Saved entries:
+ + +

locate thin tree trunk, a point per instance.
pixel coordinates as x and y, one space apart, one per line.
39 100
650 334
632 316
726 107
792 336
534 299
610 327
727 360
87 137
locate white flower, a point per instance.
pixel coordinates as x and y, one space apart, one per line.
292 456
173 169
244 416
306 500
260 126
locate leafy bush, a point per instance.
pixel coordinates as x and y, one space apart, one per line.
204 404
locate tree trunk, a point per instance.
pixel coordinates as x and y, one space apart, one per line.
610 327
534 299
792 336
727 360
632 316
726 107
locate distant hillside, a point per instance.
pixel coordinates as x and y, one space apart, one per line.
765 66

+ + +

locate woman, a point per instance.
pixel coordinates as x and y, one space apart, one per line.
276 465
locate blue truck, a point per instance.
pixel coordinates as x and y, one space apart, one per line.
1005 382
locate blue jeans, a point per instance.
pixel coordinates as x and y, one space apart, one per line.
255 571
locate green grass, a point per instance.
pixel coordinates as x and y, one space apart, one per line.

+ + +

* What this task involves *
Beginning at the line with "locate woman, a point per instance." and ending at the line with "locate blue jeans, a point per instance.", reproduce each line of the data above exactly, and add no other lines.

* Result of the exercise *
locate woman, a point per instance.
pixel coordinates as x and y, one space apart, one per line.
276 465
locate blue truck, a point per instance.
pixel coordinates as x and y, one space apart, one per line.
1005 382
locate blue jeans, a point per instance.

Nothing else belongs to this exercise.